Would you retype the whole listing exactly?

EXTRACTED DATA START

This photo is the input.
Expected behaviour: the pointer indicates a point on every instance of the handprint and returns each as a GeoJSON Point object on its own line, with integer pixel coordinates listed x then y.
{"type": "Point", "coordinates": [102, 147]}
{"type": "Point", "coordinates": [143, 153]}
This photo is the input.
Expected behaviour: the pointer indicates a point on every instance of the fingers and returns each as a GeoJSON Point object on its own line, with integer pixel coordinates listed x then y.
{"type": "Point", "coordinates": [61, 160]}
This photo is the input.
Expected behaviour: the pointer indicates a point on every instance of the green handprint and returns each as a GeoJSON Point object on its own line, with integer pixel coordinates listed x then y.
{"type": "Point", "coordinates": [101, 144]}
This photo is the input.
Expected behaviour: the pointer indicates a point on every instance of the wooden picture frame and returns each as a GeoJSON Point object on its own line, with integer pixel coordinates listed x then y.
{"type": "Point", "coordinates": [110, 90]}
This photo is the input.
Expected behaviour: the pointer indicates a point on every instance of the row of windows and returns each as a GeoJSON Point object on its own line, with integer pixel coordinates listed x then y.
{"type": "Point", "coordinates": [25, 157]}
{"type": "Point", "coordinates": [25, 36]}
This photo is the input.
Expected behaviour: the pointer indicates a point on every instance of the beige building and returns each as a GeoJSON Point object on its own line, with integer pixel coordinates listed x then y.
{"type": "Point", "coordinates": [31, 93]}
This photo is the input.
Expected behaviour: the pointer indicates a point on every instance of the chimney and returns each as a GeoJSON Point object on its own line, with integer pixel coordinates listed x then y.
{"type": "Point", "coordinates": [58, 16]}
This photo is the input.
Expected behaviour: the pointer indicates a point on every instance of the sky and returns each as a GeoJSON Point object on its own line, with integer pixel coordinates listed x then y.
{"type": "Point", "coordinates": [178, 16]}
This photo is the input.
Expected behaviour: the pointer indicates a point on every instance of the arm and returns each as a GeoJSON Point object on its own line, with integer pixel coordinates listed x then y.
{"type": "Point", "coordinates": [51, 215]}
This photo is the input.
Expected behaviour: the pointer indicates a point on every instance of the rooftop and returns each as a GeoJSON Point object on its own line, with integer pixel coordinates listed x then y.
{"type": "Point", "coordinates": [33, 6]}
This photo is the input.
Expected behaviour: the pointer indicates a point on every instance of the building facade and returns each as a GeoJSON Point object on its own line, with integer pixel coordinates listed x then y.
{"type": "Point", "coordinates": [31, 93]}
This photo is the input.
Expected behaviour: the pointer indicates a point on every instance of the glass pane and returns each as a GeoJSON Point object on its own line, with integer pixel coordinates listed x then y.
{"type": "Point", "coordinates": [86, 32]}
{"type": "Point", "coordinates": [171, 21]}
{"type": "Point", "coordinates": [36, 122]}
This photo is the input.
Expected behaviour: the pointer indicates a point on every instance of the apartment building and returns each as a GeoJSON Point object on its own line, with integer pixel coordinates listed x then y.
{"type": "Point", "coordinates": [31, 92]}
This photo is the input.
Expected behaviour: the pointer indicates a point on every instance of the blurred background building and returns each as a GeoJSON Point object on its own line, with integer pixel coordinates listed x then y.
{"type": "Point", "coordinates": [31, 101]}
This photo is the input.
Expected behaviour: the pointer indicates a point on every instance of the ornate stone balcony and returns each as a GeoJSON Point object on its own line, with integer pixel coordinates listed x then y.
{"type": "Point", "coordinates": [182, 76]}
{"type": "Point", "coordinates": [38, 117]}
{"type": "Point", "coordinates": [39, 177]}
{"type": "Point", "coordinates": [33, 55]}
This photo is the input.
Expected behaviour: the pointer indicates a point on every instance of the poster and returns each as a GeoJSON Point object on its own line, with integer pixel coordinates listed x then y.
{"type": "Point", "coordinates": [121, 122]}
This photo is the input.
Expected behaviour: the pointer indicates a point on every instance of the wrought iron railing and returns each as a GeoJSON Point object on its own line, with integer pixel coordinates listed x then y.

EXTRACTED DATA END

SOLUTION TO THIS EXERCISE
This photo is the input.
Expected behaviour: the pointer indicates a point on every instance of the handprint and returns each as a GeoJSON Point object on its own line, with integer pixel coordinates listed x then y.
{"type": "Point", "coordinates": [102, 147]}
{"type": "Point", "coordinates": [143, 153]}
This photo is the input.
Expected behaviour: the pointer indicates a point on every instance of the fingers and returns each as a GeoJSON Point object on its own line, with integer pixel coordinates listed x then y.
{"type": "Point", "coordinates": [61, 160]}
This photo is the input.
Expected behaviour: the pointer indicates a point on every instance of the green handprint and returns each as a GeoJSON Point object on its own line, with integer pixel coordinates listed x then y.
{"type": "Point", "coordinates": [101, 144]}
This photo is the input.
Expected behaviour: the pointer indicates a point on every instance of the wooden picture frame and returns each as a GeoJSON Point object on its own line, with integer pixel coordinates listed x then y.
{"type": "Point", "coordinates": [110, 90]}
This photo is the input.
Expected behaviour: the pointer indicates a point on every instance of the row of windows and returns each as a GeoJSON Point object on its own line, with integer pixel coordinates listed x then y.
{"type": "Point", "coordinates": [25, 157]}
{"type": "Point", "coordinates": [25, 36]}
This photo is the input.
Expected behaviour: the pointer indicates a point on every instance of the beige building and returns each as a GeoJSON Point object on its own line, with integer pixel coordinates listed x then y.
{"type": "Point", "coordinates": [31, 93]}
This photo is the input.
Expected behaviour: the pointer indicates a point on every instance of the chimney and returns each as a GeoJSON Point object on its own line, with integer pixel coordinates listed x then y.
{"type": "Point", "coordinates": [58, 16]}
This photo is the input.
Expected behaviour: the pointer indicates a point on every instance of the sky and returns each as a GeoJSON Point object on its own line, with integer pixel coordinates listed x then y.
{"type": "Point", "coordinates": [178, 16]}
This photo is the input.
Expected behaviour: the pointer indicates a point on every instance of the arm and returns each as a GeoJSON Point object on its own line, with integer pixel coordinates listed x then y.
{"type": "Point", "coordinates": [51, 215]}
This photo is the input.
Expected behaviour: the pointer indicates a point on every instance of the rooftop and returns each as a GeoJSON Point object on its own line, with integer pixel coordinates listed x then y.
{"type": "Point", "coordinates": [33, 6]}
This photo is the input.
Expected behaviour: the pointer indicates a point on every instance of the building facade and returns each as a GeoJSON Point object on its own line, with integer pixel coordinates listed x then y.
{"type": "Point", "coordinates": [31, 93]}
This photo is the input.
Expected behaviour: the pointer indicates a point on every instance of the glass pane and returns each as a GeoJSON Point object on its own line, with integer pixel coordinates listed x then y.
{"type": "Point", "coordinates": [86, 32]}
{"type": "Point", "coordinates": [171, 21]}
{"type": "Point", "coordinates": [36, 122]}
This photo is the input.
Expected behaviour: the pointer indicates a point on every instance of the apartment building and returns each as a GeoJSON Point object on its own line, with integer pixel coordinates listed x then y.
{"type": "Point", "coordinates": [31, 92]}
This photo is the input.
Expected behaviour: the pointer indicates a point on every instance of the blurred background building and returns each as a GeoJSON Point object on its own line, with integer pixel coordinates listed x then y.
{"type": "Point", "coordinates": [31, 101]}
This photo is the input.
Expected behaviour: the pointer indicates a point on every instance of the ornate stone balcony and returns each as a GeoJSON Point object on its own line, with integer pixel coordinates listed x then y.
{"type": "Point", "coordinates": [182, 76]}
{"type": "Point", "coordinates": [38, 117]}
{"type": "Point", "coordinates": [39, 177]}
{"type": "Point", "coordinates": [33, 55]}
This photo is the input.
Expected behaviour: the pointer indicates a point on every instance of the poster and returns each as a GeoJSON Point object on its own line, with integer pixel coordinates listed x then y.
{"type": "Point", "coordinates": [121, 122]}
This photo is the input.
Expected behaviour: the pointer indicates a point on every instance of the wrought iron railing and returns each as a GeoJSON Point object on its own line, with integer pixel coordinates listed x then y.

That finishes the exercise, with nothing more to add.